**What is required**. Images are to be excluded from the copy, and the records below reproduced word for word.

Natural-language object grounding data:
=== Section Start ===
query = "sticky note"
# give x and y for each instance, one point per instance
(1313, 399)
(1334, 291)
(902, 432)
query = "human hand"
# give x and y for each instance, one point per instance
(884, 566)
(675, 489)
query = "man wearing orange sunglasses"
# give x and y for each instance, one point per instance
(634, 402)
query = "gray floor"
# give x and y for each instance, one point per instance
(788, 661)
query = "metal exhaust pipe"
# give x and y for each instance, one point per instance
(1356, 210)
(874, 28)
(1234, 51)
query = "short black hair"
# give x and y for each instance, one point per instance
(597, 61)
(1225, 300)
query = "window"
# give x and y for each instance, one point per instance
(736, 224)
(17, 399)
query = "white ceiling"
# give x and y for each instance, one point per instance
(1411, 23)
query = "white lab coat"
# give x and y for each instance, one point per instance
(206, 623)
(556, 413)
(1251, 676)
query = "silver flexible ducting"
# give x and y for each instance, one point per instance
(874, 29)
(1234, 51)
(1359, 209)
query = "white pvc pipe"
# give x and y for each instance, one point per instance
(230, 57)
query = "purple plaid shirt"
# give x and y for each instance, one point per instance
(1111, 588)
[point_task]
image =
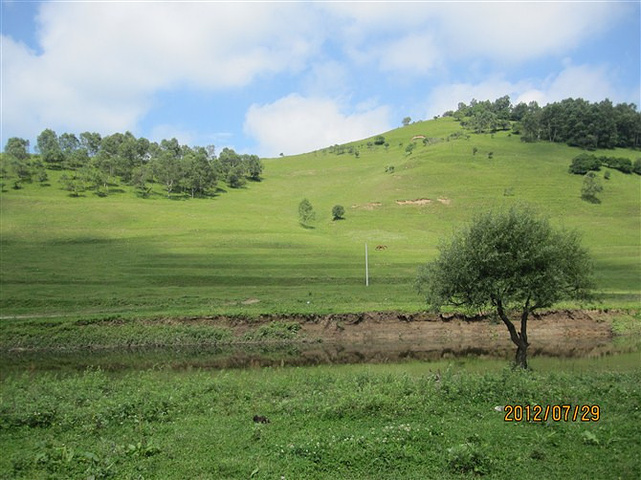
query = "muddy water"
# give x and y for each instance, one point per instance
(356, 339)
(304, 354)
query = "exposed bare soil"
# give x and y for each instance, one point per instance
(427, 336)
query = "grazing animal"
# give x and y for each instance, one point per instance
(261, 419)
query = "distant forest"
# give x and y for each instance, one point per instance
(94, 163)
(576, 122)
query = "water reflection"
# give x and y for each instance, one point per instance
(300, 354)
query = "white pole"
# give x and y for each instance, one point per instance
(366, 267)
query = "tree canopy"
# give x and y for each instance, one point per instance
(508, 261)
(576, 122)
(90, 161)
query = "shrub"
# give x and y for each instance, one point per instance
(591, 187)
(621, 164)
(338, 212)
(306, 211)
(584, 163)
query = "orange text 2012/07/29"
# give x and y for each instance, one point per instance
(555, 413)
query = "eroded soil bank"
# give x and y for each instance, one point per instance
(563, 332)
(375, 337)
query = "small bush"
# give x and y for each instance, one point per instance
(584, 163)
(591, 187)
(338, 212)
(621, 164)
(468, 458)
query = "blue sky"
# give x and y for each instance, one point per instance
(291, 77)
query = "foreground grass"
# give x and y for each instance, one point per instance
(388, 421)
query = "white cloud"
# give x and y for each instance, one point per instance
(415, 53)
(296, 124)
(518, 31)
(102, 63)
(592, 83)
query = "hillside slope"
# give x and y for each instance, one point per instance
=== Section End ===
**Task solution**.
query = "sticky note"
# give x and y for each instance, one point per instance
(1313, 399)
(1334, 291)
(902, 432)
query = "human hand"
# give x and y for each instance, one point per instance
(884, 566)
(675, 489)
query = "man wearing orange sunglasses"
# give x and y for each instance, one point per instance
(634, 402)
query = "gray floor"
# give x and y for each instance, one point per instance
(788, 661)
query = "metal exhaust pipe"
# give x and y for each instance, one point per instance
(1356, 210)
(874, 28)
(1234, 51)
query = "short black hair"
# give x and y for each instance, one point per instance
(597, 61)
(1225, 300)
query = "window"
# give x and y for each instance, one point per instance
(736, 224)
(17, 399)
query = "white ceiling"
# give x and y for each instance, one point per instance
(1411, 23)
query = "white lab coat"
# give x and y for each instance, one point per instance
(206, 623)
(556, 413)
(1251, 676)
query = "silver flexible ducting"
# give x and y for each instance, one point per instance
(874, 29)
(1234, 51)
(1359, 209)
query = "white pvc pipe"
# give x and y for each instance, one point per instance
(230, 57)
query = "purple plaid shirt"
# give x and y for each instance, one point per instance
(1111, 588)
[point_task]
image =
query = "muddy water"
# give x and y for each instance, one point per instance
(356, 339)
(304, 354)
query = "exposed bare soil"
# give x and y for each instance, one point per instance
(427, 336)
query = "grazing animal"
# give x and y for each instance, one point per instance
(261, 419)
query = "distant forest"
# give x and y for each instance, one point per instance
(94, 163)
(576, 122)
query = "water reflection"
# give x and y for each instance, one point per instance
(300, 354)
query = "white pole"
# give x and y for each instance, one point per instance
(366, 267)
query = "tree canopy"
# give x and y for each instance, one point per instance
(508, 261)
(576, 122)
(90, 161)
query = "shrub"
# give x and y for each instance, one point per instance
(591, 187)
(621, 164)
(338, 212)
(306, 211)
(584, 163)
query = "orange text 2012/07/29"
# give x and y for each instance, one point per instance
(555, 413)
query = "eroded soil bank"
# give x and y for each instance, one point per instance
(563, 332)
(375, 337)
query = "small bush"
# give x and y for each instance, one point per instance
(584, 163)
(591, 187)
(338, 212)
(621, 164)
(468, 458)
query = "blue sky"
# give x and y for each instance, one point per instance
(291, 77)
query = "foreground grass"
# give x and y for each instance, one point per instance
(388, 421)
query = "white cloud"
# give x and y for each instance, one point per instance
(415, 53)
(296, 124)
(518, 31)
(102, 63)
(592, 83)
query = "hillside slope"
# give x and y for each instance, one point per instance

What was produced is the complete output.